* Start SOURCE DATA *

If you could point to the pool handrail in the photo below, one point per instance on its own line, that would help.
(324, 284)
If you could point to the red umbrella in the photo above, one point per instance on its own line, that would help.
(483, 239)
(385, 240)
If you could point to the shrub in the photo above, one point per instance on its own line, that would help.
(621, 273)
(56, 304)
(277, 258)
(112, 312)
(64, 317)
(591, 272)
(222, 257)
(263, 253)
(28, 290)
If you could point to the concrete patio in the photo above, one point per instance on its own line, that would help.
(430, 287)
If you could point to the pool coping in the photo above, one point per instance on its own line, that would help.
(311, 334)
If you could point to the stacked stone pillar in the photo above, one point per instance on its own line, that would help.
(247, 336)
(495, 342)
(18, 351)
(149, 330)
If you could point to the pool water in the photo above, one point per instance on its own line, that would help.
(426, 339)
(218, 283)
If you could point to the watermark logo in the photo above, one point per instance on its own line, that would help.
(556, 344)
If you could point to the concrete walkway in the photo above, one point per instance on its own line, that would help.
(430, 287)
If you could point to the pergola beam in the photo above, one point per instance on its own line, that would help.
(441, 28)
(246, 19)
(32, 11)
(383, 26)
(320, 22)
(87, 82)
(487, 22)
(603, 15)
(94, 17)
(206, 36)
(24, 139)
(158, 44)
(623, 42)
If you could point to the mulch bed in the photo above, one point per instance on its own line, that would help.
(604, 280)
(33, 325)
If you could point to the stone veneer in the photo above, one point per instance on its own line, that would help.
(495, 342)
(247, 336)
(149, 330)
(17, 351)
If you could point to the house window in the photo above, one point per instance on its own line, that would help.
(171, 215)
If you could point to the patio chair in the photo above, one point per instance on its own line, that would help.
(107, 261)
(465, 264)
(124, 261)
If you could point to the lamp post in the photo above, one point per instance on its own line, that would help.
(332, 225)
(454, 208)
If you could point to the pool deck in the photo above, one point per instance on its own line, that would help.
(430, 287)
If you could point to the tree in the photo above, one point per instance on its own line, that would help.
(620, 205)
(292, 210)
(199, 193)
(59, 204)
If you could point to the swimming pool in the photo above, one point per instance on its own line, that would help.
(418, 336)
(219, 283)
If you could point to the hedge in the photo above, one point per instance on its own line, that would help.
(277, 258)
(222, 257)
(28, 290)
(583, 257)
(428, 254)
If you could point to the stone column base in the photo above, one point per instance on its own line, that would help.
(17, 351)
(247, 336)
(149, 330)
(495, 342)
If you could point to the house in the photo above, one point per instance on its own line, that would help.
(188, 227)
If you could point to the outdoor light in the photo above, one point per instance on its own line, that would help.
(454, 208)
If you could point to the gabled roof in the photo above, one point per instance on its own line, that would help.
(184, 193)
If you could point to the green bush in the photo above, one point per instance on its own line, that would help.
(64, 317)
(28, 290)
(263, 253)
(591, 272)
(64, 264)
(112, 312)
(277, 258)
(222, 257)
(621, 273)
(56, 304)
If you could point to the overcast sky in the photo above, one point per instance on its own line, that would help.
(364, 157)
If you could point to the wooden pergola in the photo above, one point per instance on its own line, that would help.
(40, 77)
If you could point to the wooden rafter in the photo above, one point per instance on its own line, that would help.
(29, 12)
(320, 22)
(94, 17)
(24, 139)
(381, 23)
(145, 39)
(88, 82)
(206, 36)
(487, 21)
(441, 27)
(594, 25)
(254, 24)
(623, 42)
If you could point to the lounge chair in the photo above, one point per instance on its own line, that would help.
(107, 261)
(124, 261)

* End SOURCE DATA *

TASK: Retype the rows from the line containing "If you could point to the tree" through the final line of the rows, both ends included.

SOLUTION TO THIS TASK:
If you could point to the tree in the photo above, one point per instance on its own line, that would help.
(620, 205)
(292, 210)
(199, 193)
(59, 204)
If you could point to the swimming pool in the photo above, one point per instance on its own line, that would help.
(418, 336)
(219, 283)
If you could point to the hedge in the photo above, one point per instance on its own line, that would help.
(277, 258)
(222, 257)
(28, 290)
(583, 257)
(428, 254)
If you could point to the stone column base in the photo above, one point per instance on its own line, that would help.
(17, 351)
(247, 336)
(149, 330)
(495, 342)
If you could point to the house in the photo above, one point per instance on its own line, that would help.
(188, 227)
If you could point to the outdoor light in the photo above, one point per instance on its own line, that would help.
(454, 208)
If you could point to the gabled roof in the photo above, one point per instance on its own line, that would help.
(184, 193)
If you could point to the green bush in the photo above, one point per instance on its own line, that would help.
(64, 317)
(28, 290)
(263, 253)
(591, 272)
(64, 264)
(112, 312)
(277, 258)
(222, 257)
(621, 273)
(56, 304)
If you could point to the overcast sky in the photo above, one point per instance on its own line, that would help.
(364, 157)
If you could point to the wooden pergola in the photo above, one point per instance on its own line, that would help.
(40, 77)
If you could point to the wooden rafter in the photo above, one point per instance on its own line, that would help.
(29, 12)
(320, 22)
(94, 17)
(24, 139)
(381, 23)
(145, 39)
(88, 82)
(206, 36)
(487, 21)
(441, 27)
(594, 25)
(254, 24)
(623, 42)
If you could point to the lounge chair in the photo above, one point per instance on its own line, that would help.
(107, 261)
(124, 261)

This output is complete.